**TASK PROMPT**. Each record below should appear again exactly as written.

**MATERIAL PROVIDED**.
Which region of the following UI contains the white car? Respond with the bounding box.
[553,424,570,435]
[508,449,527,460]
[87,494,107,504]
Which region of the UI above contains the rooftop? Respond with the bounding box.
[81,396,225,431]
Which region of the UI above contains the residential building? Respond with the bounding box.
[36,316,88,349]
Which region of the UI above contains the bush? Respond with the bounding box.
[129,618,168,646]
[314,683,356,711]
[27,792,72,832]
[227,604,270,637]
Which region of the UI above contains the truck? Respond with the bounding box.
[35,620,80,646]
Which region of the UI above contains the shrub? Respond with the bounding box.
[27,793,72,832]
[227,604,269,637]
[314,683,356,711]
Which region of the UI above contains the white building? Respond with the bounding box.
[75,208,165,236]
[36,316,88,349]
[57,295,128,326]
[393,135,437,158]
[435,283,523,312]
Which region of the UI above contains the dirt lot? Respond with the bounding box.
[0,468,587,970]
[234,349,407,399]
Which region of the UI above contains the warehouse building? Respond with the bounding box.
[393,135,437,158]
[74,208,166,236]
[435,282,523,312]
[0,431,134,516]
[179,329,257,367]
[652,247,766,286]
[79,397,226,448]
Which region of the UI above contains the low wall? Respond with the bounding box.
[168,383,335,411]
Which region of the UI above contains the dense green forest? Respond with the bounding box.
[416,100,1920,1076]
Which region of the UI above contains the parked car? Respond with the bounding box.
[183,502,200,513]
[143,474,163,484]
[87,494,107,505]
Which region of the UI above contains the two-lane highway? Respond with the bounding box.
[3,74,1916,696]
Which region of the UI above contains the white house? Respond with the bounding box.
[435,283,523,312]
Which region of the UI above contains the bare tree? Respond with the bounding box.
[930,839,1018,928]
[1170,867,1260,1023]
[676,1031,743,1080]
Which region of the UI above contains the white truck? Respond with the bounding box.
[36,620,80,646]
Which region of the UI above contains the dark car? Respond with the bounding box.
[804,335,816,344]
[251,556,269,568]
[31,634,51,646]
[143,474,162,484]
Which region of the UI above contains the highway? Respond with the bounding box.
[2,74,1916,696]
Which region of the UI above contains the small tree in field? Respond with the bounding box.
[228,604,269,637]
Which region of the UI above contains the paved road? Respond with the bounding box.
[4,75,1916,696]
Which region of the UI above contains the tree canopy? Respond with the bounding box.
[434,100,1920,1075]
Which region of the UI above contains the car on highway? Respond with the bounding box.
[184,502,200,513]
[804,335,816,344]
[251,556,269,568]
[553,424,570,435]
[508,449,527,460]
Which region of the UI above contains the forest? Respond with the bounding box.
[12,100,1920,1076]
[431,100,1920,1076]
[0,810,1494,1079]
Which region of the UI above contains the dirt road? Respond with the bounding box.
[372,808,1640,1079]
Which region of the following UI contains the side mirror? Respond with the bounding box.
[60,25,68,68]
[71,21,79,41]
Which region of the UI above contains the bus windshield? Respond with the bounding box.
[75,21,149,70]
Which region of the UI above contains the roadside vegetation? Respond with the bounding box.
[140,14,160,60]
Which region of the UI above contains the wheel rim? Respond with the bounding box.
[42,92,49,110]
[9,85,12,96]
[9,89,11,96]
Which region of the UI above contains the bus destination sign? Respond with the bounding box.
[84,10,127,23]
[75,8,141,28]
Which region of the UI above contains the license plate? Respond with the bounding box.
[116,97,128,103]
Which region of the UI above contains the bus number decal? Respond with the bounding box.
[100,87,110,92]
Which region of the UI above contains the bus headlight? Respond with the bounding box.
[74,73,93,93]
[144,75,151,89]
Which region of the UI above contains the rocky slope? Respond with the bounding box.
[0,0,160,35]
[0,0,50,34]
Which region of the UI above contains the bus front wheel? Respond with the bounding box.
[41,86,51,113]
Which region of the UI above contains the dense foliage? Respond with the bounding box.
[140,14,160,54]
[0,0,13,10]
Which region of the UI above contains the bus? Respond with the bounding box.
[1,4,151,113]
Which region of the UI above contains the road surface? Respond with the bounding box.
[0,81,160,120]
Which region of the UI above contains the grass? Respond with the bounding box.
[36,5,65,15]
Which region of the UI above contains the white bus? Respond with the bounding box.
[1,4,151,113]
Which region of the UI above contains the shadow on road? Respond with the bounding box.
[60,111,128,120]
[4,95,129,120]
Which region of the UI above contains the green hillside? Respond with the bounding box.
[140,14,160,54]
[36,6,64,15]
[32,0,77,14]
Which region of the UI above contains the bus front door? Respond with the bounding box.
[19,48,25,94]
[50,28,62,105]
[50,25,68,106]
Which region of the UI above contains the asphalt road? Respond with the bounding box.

**OUTPUT BELOW**.
Which region of the following UI contains the white car? Respond with the bounding box.
[553,424,570,435]
[508,449,527,460]
[87,494,107,504]
Which region of the UI above contains the rooftop? Respond with the bounding box.
[81,396,225,431]
Which region of the UI above contains the residential building? Respond with the bounding box.
[36,316,88,349]
Which region of the UI above contains the bush? Respond with the bounding box.
[129,618,168,646]
[314,683,356,711]
[27,792,72,832]
[227,604,270,637]
Which region of the UI above contains the truck? Respond with the bounding box.
[35,620,80,646]
Which region of the UI above contains the shrub? Respond with the bounding box.
[27,793,72,832]
[227,604,269,637]
[314,683,356,711]
Which region of the UI above contains the white building? Respond with the bounding box.
[75,208,165,236]
[36,316,88,349]
[57,295,128,326]
[393,135,437,158]
[435,283,523,312]
Which region of the UI above contains the dirt lot? Respond with the bounding box.
[0,468,587,970]
[234,349,407,399]
Which region of the UI above contains the warehouse building? Respond with the bounding box.
[393,135,437,158]
[74,208,166,236]
[435,282,523,312]
[0,431,134,516]
[179,329,257,367]
[652,247,766,286]
[79,397,226,448]
Which region of the UI above contains the low wall? Respond with the bounding box.
[168,383,335,411]
Which region of the UI above contains the dense green forest? Respond with the bounding box.
[416,100,1920,1076]
Which region of the UI above contains the parked car? Respond with the bounding box.
[183,502,200,513]
[143,474,163,484]
[87,494,107,505]
Which region of the UI above contains the two-lane highway? Respond with the bounding box.
[3,74,1916,696]
Which region of the UI above contains the white house? Respond with the bounding box.
[435,283,523,312]
Which region of the UI above contains the bare tree? Respond with the bounding box.
[930,839,1018,928]
[1170,867,1260,1023]
[676,1031,743,1080]
Which region of the UI above contains the white truck? Respond with the bounding box.
[36,620,80,646]
Which region of the UI above contains the dark car? Respond with the bounding box.
[804,335,816,344]
[251,556,269,568]
[31,634,51,646]
[143,474,162,484]
Which region of the UI above contains the highway? Respond with the bounding box.
[2,74,1916,696]
Which region of the UI above contains the small tree in field? Respond with the bounding box.
[228,604,269,637]
Which region of the UI above contains the paved road? Respond with the bounding box.
[4,75,1916,696]
Which region of the UI above contains the tree canopy? Respond with the bounding box.
[434,100,1920,1075]
Which region of the UI above contains the car on highway? Respond with the bounding box.
[184,502,200,513]
[804,335,816,344]
[251,556,269,568]
[553,424,570,435]
[508,449,527,460]
Which region of the UI above contains the forest? Respond with the bounding box.
[12,100,1920,1076]
[431,100,1920,1076]
[0,810,1494,1079]
Which region of the UI above contains the dirt road? Respond with the bounding box.
[372,808,1640,1079]
Which region of the following UI contains the side mirror? Respond with the bounding box.
[60,25,68,68]
[71,21,79,41]
Which region of the UI above contains the bus windshield? Respond with the bounding box.
[75,21,149,70]
Which region of the UI above contains the roadside vegetation? Respond with the bounding box.
[140,14,160,60]
Which region of the UI above contains the wheel rim? Respond with the bounding box.
[42,92,49,110]
[9,85,12,96]
[9,89,11,96]
Which region of the UI above contains the bus destination sign? Respond with the bounding box.
[84,10,127,23]
[75,8,141,28]
Which region of the UI above contains the license plate? Respond with the bounding box.
[116,97,128,103]
Which region of the UI above contains the bus number decal? Respond with the bounding box.
[100,87,110,92]
Which region of the UI above contains the bus headlight? Respond with the bounding box.
[74,73,93,93]
[144,75,151,89]
Which region of the UI above contains the rocky slope? Respond with the bounding box.
[0,0,160,35]
[0,0,50,34]
Which region of the UI above contains the bus front wheel? Respond with the bounding box.
[41,86,51,113]
Which region of the UI above contains the dense foliage? Respond with the bounding box.
[140,14,160,54]
[0,0,13,10]
Which region of the UI above contains the bus? Respond with the bounding box.
[1,4,151,113]
Which region of the UI above contains the road surface? Respond with the bounding box.
[0,81,160,120]
Which region of the UI above contains the grass? Respond with the bounding box.
[36,5,65,15]
Which region of the UI above contains the white bus? Respond with the bounding box.
[1,4,151,113]
Which region of the UI above contains the shadow on road? Respond with the bounding box.
[60,111,128,120]
[4,95,129,120]
Which region of the UI above contains the green hillside? Respond with the bounding box.
[140,14,160,54]
[36,6,64,15]
[32,0,77,14]
Which region of the UI above contains the bus front door? Respond with the bounding box.
[19,48,25,94]
[50,28,62,105]
[50,25,68,106]
Which region of the UI above contains the asphalt road? Respond with the bounding box.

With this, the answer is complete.